READING TEXT:
++++
- Gold takes the bid after two consecutive weekly run-ups.
- Risk-on mood favors gold buyers amid downbeat US dollar, Treasury yields.
- Sluggish US data cools down inflation concerns, helps Fed to defend easy money policies.
- Geopolitical, covid headlines can offer intermediate moves but nothing major to keep a tab on.
Gold bulls keep the reins around $1,848 as traders extend Friday’s risk-on sentiment amid the early Monday morning in Asia. Although recent headlines from China and the United Nations (UN) test the market optimism, receding fears of reflation back the gold buyers amid a quiet start to the key week.
Fed’s dilemma seems priced in…
As the economies in the West rebound, inflation concerns jump back to the table as central banks and governments around the globe have pumped the system with money during the pandemic. The US Federal Reserve (Fed) has a more challenging task to defend the easy money policy after the Bank of Canada (BOC) and Bank of England (BOE) altered their bond purchases and renewed tapering talks. Also on the negative side could be expectations of further stimulus from US President Joe Biden’s table.
Even so, the market players seem to have already prepared for the Fed’s play down as the US dollar index (DXY) has been on a back foot since late March, which in turn backs the gold prices.
The greenback gauge got another jab on Friday when the US Retail Sales and Michigan Consumer Sentiment Index figures, for April and May respectively, slipped below forecast, easing the way for the Fed policymakers seeking “multiple data” to confirm the policy adjustments.
The upbeat sentiment ignored the geopolitical tussles between Israel and Palestine that recently pushed the United Nations (UN) for an emergency meeting. However, nothing important came out of the meeting, due to the US as per China. Also challenging the mood could be the headlines suggesting that China’s ban on Aussie coal import could extend into 2022.
While the S&P 500 Futures look for more push towards the north, eyeing China data dump for April, gold buyers remain hopeful as recent data from the US favor the Fed.
Against this backdrop, the Australia and New Zealand Banking Group (ANZ) said, “Whilst we give weight to re-opening and noise arguments, the evolution of core services inflation merits very close monitoring, as it makes up 60% of the US CPI. Long-term inflation expectations are also moving up, as shown in the consumer survey this week. And central banks are also increasingly concerned about frothy asset prices, as evidenced by the April ECB minutes last week. We have recently seen both the BoE and BoC start to gently dial back weekly bond purchases. Inevitably, policymakers are increasingly debating the merits versus risks of monetary policy ‘super-max’.”
++++
RECORD SET:
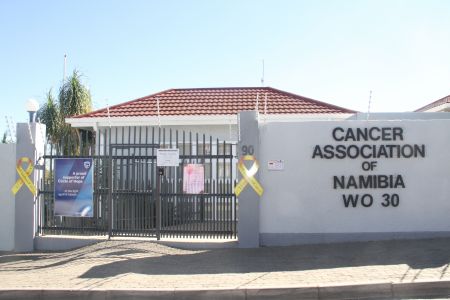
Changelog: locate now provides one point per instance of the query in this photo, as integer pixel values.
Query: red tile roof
(434, 104)
(217, 101)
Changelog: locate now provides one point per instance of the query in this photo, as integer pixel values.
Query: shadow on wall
(417, 254)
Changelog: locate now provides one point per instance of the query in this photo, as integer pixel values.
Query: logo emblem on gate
(248, 176)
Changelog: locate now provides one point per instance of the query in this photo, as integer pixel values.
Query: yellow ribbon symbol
(247, 176)
(23, 174)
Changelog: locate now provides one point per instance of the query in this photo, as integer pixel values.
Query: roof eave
(195, 120)
(437, 108)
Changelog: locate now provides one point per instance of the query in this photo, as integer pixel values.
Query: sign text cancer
(369, 144)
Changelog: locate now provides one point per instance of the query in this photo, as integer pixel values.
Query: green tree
(73, 99)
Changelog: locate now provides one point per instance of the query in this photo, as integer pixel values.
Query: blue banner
(73, 187)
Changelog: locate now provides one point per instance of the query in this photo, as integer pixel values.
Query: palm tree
(73, 99)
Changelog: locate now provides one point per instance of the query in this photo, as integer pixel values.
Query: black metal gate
(143, 202)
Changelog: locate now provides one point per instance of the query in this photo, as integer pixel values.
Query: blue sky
(333, 51)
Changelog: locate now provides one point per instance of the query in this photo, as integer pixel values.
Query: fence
(131, 198)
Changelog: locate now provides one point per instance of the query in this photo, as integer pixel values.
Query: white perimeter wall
(8, 177)
(301, 198)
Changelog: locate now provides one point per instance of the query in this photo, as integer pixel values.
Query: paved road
(138, 264)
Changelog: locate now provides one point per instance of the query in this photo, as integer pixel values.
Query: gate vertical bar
(110, 180)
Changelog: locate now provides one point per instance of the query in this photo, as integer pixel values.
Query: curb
(357, 291)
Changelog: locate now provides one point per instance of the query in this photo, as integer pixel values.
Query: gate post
(248, 212)
(158, 202)
(30, 145)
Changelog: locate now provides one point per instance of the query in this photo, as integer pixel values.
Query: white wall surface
(8, 177)
(301, 198)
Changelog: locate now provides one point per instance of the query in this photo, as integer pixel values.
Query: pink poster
(193, 179)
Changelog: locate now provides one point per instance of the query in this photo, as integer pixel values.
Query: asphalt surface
(142, 265)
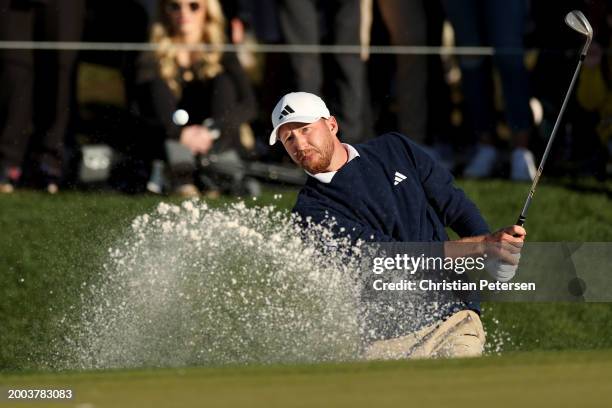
++++
ACTIVITY:
In the gold market report above, which two central banks are said to have altered their bond purchases and renewed tapering talks?

ANSWER TO THIS PROBLEM:
The Bank of Canada (BOC) and the Bank of England (BOE).